Collected data entries:
# # # #

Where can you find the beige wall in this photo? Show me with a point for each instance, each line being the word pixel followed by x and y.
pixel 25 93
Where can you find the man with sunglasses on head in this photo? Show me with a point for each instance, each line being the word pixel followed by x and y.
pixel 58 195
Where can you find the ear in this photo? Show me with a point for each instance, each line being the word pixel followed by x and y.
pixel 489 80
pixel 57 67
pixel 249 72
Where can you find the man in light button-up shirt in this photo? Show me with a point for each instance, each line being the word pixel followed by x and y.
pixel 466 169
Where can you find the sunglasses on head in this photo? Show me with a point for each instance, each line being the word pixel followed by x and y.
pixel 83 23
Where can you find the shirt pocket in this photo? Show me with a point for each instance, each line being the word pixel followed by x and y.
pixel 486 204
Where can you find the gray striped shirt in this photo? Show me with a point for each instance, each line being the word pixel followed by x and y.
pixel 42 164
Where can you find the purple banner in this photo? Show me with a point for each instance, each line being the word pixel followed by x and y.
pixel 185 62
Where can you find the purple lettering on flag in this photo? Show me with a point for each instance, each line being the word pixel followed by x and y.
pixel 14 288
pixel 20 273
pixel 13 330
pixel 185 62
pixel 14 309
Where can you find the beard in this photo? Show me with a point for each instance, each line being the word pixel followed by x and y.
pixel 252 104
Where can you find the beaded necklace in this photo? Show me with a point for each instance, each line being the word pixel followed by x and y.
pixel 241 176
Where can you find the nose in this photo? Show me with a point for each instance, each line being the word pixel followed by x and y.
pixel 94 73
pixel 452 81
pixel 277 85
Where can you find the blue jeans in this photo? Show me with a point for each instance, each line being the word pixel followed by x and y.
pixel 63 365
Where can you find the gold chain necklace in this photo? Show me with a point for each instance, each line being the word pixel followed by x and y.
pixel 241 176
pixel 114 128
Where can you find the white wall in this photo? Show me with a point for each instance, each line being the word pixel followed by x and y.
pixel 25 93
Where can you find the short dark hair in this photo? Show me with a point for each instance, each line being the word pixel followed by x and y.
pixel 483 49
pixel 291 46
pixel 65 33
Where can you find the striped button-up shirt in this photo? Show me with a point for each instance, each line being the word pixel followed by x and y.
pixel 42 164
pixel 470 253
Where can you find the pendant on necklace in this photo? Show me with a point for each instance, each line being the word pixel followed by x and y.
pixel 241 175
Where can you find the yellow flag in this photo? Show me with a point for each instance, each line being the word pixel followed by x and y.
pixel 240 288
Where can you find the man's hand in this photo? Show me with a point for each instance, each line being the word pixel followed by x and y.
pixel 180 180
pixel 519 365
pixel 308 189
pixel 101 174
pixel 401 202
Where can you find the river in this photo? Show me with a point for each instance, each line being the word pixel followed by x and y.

# # # #

Can you rewrite the material above with "each instance" replaced by "every instance" everywhere it appears and nothing else changed?

Output for this exercise:
Where can you find the beige wall in this photo? Show me with a point for every instance, each line being the word pixel followed by x and y.
pixel 25 93
Where can you find the man with sunglasses on head in this photo? Show me with a point for every instance, each line being the word pixel followed by x and y.
pixel 58 195
Where can you find the ear in this photo? Show me with a point for every instance, each line being the word pixel followed by x and y.
pixel 489 80
pixel 57 67
pixel 249 72
Where can you find the man in light button-up shirt in this photo? Show me with a point for every instance, each line being the word pixel followed by x and y.
pixel 466 169
Where can you find the sunglasses on head in this photo? Show me with a point for every instance, each line being the word pixel followed by x and y.
pixel 83 23
Where can you find the shirt pocket in this photo? Show me with a point for every instance, each line being the word pixel followed by x and y.
pixel 486 204
Where can you find the gray striped shirt in this photo? Show me with a point for every instance, each line being the word pixel followed by x and y.
pixel 42 164
Where can you find the purple banner in this photo? Show me with a point for every instance, each line being the word pixel followed by x and y.
pixel 185 62
Where can you find the purple lettering on flag in this photo? Show me with a point for every instance, each line being the word pixel followed by x and y.
pixel 14 288
pixel 20 273
pixel 13 330
pixel 185 62
pixel 14 309
Where can you find the beard in this photo? Show me with a point for every instance, each line being the word pixel followed by x and y.
pixel 252 104
Where can you find the beaded necklace in this photo? Show me with a point for every instance, each line being the word pixel followed by x and y.
pixel 241 176
Where can you find the nose in this photo? Show me with a point for every instance, each line being the word pixel followed by x and y.
pixel 94 73
pixel 452 81
pixel 277 85
Where can you find the blue jeans in this photo? Show me with a point for every instance, each line being the word pixel followed by x and y.
pixel 63 365
Where can you find the gold chain necklace in this photo? Show me with a point for every instance, each line being the word pixel followed by x and y.
pixel 241 176
pixel 114 128
Where can you find the white wall in this photo? Show me with a point for every instance, each line being the word pixel followed by x and y.
pixel 25 93
Where can you find the short dark hair in this photo? Show me with a point for every instance, each line being the word pixel followed by x and y.
pixel 483 49
pixel 291 46
pixel 65 33
Where can you find the striped button-up shirt in this photo? Show me with a point for every instance, each line being the word pixel followed by x and y.
pixel 42 164
pixel 470 253
Where can you find the pendant on necklace in this photo? Show me with a point for every instance, each line being the word pixel followed by x and y.
pixel 241 175
Where can you find the yellow flag in this photo? Show me with a point for every instance, each line being the word pixel followed by x and y.
pixel 240 288
Where can you find the man's hand in this photo? Show me with a point for every instance, each line being the word pixel followed by x and y.
pixel 180 180
pixel 519 365
pixel 308 189
pixel 101 174
pixel 401 202
Where can you find the river in this photo? Show me with a point for every instance, each line being the word pixel followed by x and y.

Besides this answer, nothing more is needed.